**Information:**
-----
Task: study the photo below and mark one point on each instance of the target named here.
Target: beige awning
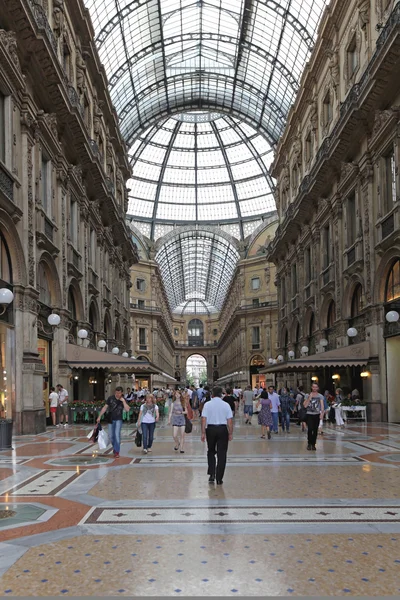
(79, 357)
(356, 355)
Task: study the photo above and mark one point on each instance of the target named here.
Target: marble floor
(74, 521)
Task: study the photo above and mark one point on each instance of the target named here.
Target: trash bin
(5, 434)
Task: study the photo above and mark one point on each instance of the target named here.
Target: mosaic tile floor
(285, 522)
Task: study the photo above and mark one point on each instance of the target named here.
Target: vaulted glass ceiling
(198, 167)
(197, 268)
(243, 57)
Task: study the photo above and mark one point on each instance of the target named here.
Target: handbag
(302, 413)
(188, 425)
(138, 439)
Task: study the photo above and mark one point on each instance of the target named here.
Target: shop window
(352, 57)
(357, 301)
(255, 338)
(140, 285)
(2, 128)
(5, 262)
(327, 110)
(331, 317)
(393, 283)
(43, 285)
(351, 219)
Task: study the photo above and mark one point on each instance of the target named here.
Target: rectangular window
(140, 285)
(308, 265)
(255, 338)
(390, 193)
(352, 58)
(327, 109)
(294, 280)
(351, 220)
(73, 222)
(326, 247)
(2, 128)
(309, 147)
(142, 338)
(46, 185)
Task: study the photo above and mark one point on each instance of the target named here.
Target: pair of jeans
(285, 421)
(114, 433)
(275, 420)
(217, 443)
(312, 431)
(148, 434)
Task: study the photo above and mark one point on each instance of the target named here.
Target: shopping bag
(103, 440)
(188, 425)
(138, 439)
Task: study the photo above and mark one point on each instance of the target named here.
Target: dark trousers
(217, 443)
(148, 434)
(312, 424)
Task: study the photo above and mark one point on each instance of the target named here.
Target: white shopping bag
(103, 440)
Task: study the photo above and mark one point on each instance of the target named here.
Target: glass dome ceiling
(200, 167)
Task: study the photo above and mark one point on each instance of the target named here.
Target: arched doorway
(256, 378)
(195, 332)
(196, 369)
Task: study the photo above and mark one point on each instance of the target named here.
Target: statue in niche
(58, 17)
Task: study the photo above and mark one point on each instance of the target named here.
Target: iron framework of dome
(242, 57)
(200, 167)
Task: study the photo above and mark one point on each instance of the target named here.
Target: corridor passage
(75, 522)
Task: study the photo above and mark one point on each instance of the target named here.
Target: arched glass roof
(197, 268)
(200, 167)
(243, 57)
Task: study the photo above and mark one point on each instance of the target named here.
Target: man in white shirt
(276, 407)
(63, 404)
(217, 427)
(53, 398)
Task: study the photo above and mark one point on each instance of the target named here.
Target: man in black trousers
(217, 426)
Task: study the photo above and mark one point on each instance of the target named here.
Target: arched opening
(392, 288)
(257, 379)
(196, 369)
(195, 333)
(7, 338)
(73, 316)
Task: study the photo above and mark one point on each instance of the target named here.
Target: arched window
(5, 261)
(43, 285)
(393, 282)
(195, 332)
(71, 304)
(331, 317)
(357, 301)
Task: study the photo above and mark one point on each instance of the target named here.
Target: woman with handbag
(148, 417)
(176, 416)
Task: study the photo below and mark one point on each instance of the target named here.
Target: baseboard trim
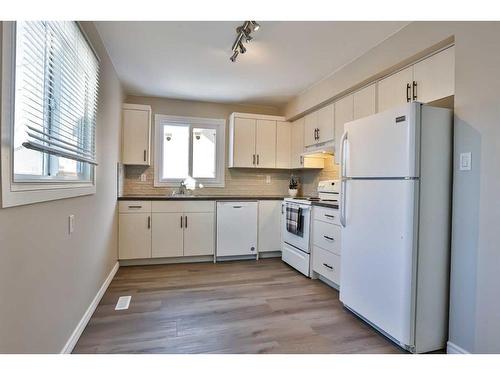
(73, 339)
(452, 348)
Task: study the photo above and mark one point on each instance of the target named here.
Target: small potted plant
(293, 186)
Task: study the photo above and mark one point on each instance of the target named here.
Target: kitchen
(333, 216)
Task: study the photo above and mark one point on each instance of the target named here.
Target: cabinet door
(136, 137)
(244, 143)
(283, 144)
(435, 76)
(326, 124)
(167, 235)
(134, 236)
(297, 147)
(343, 114)
(364, 102)
(310, 126)
(199, 233)
(265, 144)
(269, 233)
(392, 91)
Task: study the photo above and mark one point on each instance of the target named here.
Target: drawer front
(134, 206)
(326, 264)
(183, 206)
(327, 236)
(328, 215)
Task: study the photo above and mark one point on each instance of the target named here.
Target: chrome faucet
(182, 188)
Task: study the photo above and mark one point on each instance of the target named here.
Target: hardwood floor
(232, 307)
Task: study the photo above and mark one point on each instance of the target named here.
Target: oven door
-----
**Work request:**
Everything in the records must be returned exactly, except the pictures.

**Output:**
Task: study the photo below and mark one point on each instance of the target named here.
Target: beige awning
(79, 357)
(356, 355)
Task: study the photo above and mark one point on each instance of the target named here.
Target: marble floor
(74, 521)
Task: study the photo above and mark one point on each instance of the target named here.
Target: trash bin
(5, 434)
Task: study the photo above and mark one point on each instance of the target named here.
Target: mosaic tile floor
(285, 522)
Task: study the photo above and mark one point on each instance of the target named here.
Target: vaulted glass ceiling
(198, 167)
(197, 268)
(243, 57)
Task: study the photo above and mark one point on each instance of the target named here.
Target: handbag
(302, 413)
(188, 425)
(138, 439)
Task: study the photo above and mark one point on each instance of the target named here.
Target: shop window
(352, 57)
(357, 301)
(255, 338)
(140, 285)
(2, 128)
(5, 262)
(327, 110)
(331, 317)
(393, 283)
(43, 285)
(351, 219)
Task: study the photo above and mark one point on each instance of the target named here.
Target: rectangular window
(140, 285)
(308, 265)
(255, 338)
(390, 193)
(352, 58)
(327, 109)
(294, 280)
(351, 220)
(73, 222)
(326, 247)
(2, 128)
(309, 147)
(142, 338)
(46, 185)
Task: study the photo above and mark one point on each instance of the target named here.
Target: pair of jeans
(285, 421)
(114, 433)
(275, 420)
(217, 443)
(312, 431)
(148, 434)
Task: study the photo above and mark one point on each instance of the target named here.
Target: shopping bag
(103, 440)
(188, 425)
(138, 439)
Task: study the photo above and mark one point on each instance of the target named here.
Target: dark trousers
(217, 443)
(148, 434)
(312, 424)
Task: study the photo above and mark one point on each instance of the target named here.
Target: white shopping bag
(103, 440)
Task: study the photo above and mark one point on each instance of the target named here.
Target: glass dome ceiling
(200, 167)
Task: study the photo above and mark one point on each instance of the target named here.
Target: arched doorway
(256, 378)
(195, 332)
(196, 369)
Task: study the photo above and mark one point on each instance of the target named here.
Target: statue in niche
(58, 17)
Task: study the photo above and mark one point on each instance of the target named here.
Target: iron framework of dome
(242, 57)
(200, 167)
Task: study the photo above and mark one point on each instance of the target named here.
Target: corridor passage
(75, 522)
Task: study the photo above and mark one point on each instance of the target named here.
Target: arched glass roof
(197, 268)
(200, 167)
(243, 57)
Task: study the photo above and mark one point on each instance of the target named here.
Target: man in white shirt
(276, 407)
(63, 404)
(217, 427)
(53, 398)
Task: study the photo above and mark one point on each instance of the target named here.
Target: man in black trousers
(217, 426)
Task: study the photo above and mark one point on each instance of the target named here.
Target: arched opening
(392, 288)
(257, 379)
(196, 369)
(195, 333)
(7, 338)
(73, 316)
Task: study the photo above and mark one point on each instance of the target named here.
Target: arched window
(5, 261)
(43, 285)
(393, 282)
(195, 332)
(71, 304)
(331, 317)
(357, 301)
Task: study the photo above and mark one point on each instance of the target named here.
Target: woman with handbag
(148, 417)
(176, 416)
Task: study the photo below and mark one point on each instance of the target named here.
Target: baseboard trim
(73, 339)
(452, 348)
Task: study the photo above and mark one point on each instance of the target named here.
Target: small potted plant
(293, 186)
Task: study the photo above and mark one point on each instance of the target named here.
Target: kitchen
(333, 216)
Task: study the photo above and mark one point on each instance of the target named here.
Target: cabinet door
(136, 137)
(244, 143)
(283, 144)
(435, 76)
(326, 124)
(167, 235)
(134, 236)
(297, 147)
(343, 114)
(364, 102)
(310, 126)
(199, 233)
(265, 144)
(269, 233)
(392, 91)
Task: study the photo above and mark one point on each instance of the target named here.
Target: drawer front
(134, 206)
(326, 264)
(183, 206)
(327, 236)
(328, 215)
Task: study the photo above and mark one point on each instance of the target named here.
Target: chrome faucet
(182, 188)
Task: study the photo above and mark one point on each instance of the target named here.
Target: hardwood floor
(232, 307)
Task: study the photo above and mark one point on each instance of the target named here.
Target: oven door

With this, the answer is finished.